▶ **Text passage**:

6) Accessibility and time zones
If you work with distributed teams, async is often the most inclusive option. It’s also gentler on parents, caregivers, and anyone who can’t give three uninterrupted hours.
There’s also a broader cultural shift here: remote and flexible work has made asynchronous communication more normal and, for many teams, more sustainable. If you want context on how major employers have been navigating these shifts, there’s ongoing reporting at BBC News coverage of workplace trends, which can help you understand what your clients are experiencing behind the scenes.
Three creative workshop models you can steal (and when to use each)
Model 1: The “Async Sprint” (best for brand foundations)
Timeline: 3–5 days
- Day 1: Client completes a guided questionnaire (values, audience, competitors, “what we’re not”)
- Day 2: Stakeholders add examples of brands they admire + why (structured prompts only)
- Day 3: You synthesize into themes and ask for quick votes/comments
- Day 4–5: You deliver a one-page direction summary + next steps
Why it works: People need reflection time for brand decisions. Async also creates a paper trail you can cite later when someone asks, “Why did we choose this direction?”
Model 2: The “Live Jam” (best for campaigns and content angles)
Timeline: 90 minutes live + 30 minutes prep
- Prep: Send 5 prompts in advance (goal, audience, constraints, past wins, taboo topics)
- 0–15 min: Warm-up and constraints (what success means, what we can’t do)
- 15–55 min: Rapid idea generation using timed rounds
- 55–80 min: Cluster, name themes, vote
- 80–90 min: Assign next steps and owners
Why it works: Live energy is unbeatable when you’re chasing novelty and momentum, especially if the deliverable is a set of campaign concepts.
Model 3: The “Hybrid Proof” (best for high-stakes decisions)
Timeline: 1 week total
- Async: Collect inputs (customer quotes, competitor notes, internal pain points)
- Live: 60 minutes to interpret patterns and make decisions
- Async: Confirm decisions in writing + final sign-off
Why it works: You get the richness of evidence plus the clarity of real-time decision-making.
Costs, pricing, and what to charge (practical notes)
Workshop pricing is less about “hours in a call” and more about outcomes and risk reduction. A good workshop prevents weeks of rework and misalignment.
- Live workshops often justify higher rates because you’re facilitating in real time (high attention, high stakes). Consider pricing as a fixed package that includes prep + facilitation + recap.

▶ **Exercise requirements**:
(A) Decide whether each statement agrees with the text on workshop models, answering yes or no and quoting the words of the text that settle it: (i) The Live Jam has a timeline of 90 minutes live plus 30 minutes of prep. (ii) The Async Sprint is described as best for high-stakes decisions. (iii) The Hybrid Proof takes two weeks in total.
(B) Shorten the paragraph of the text on workshop models that begins "There’s also a broader cultural shift here" and keep its main facts.
(C) Reproduce the stretch of the text on workshop models from "Model 3: The" through "internal pain points)".

▶ **Source material**:
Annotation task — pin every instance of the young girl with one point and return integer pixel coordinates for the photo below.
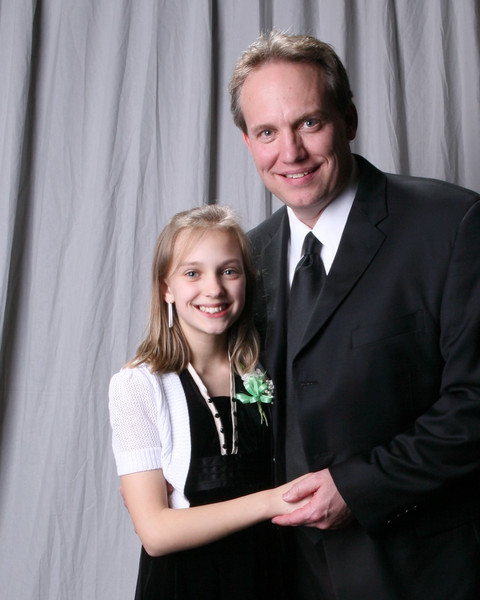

▶ **Solutions to each task**:
(A)
(i) Yes: "Timeline: 90 minutes live + 30 minutes prep"
(ii) No: "Model 1: The “Async Sprint” (best for brand foundations)"
(iii) No: "Timeline: 1 week total"

(B) Remote and flexible work has made asynchronous communication more normal and, for many teams, more sustainable. BBC News coverage of workplace trends reports on how major employers are handling these shifts and can help you understand what your clients face behind the scenes.

(C)
Model 3: The “Hybrid Proof” (best for high-stakes decisions)
Timeline: 1 week total
- Async: Collect inputs (customer quotes, competitor notes, internal pain points)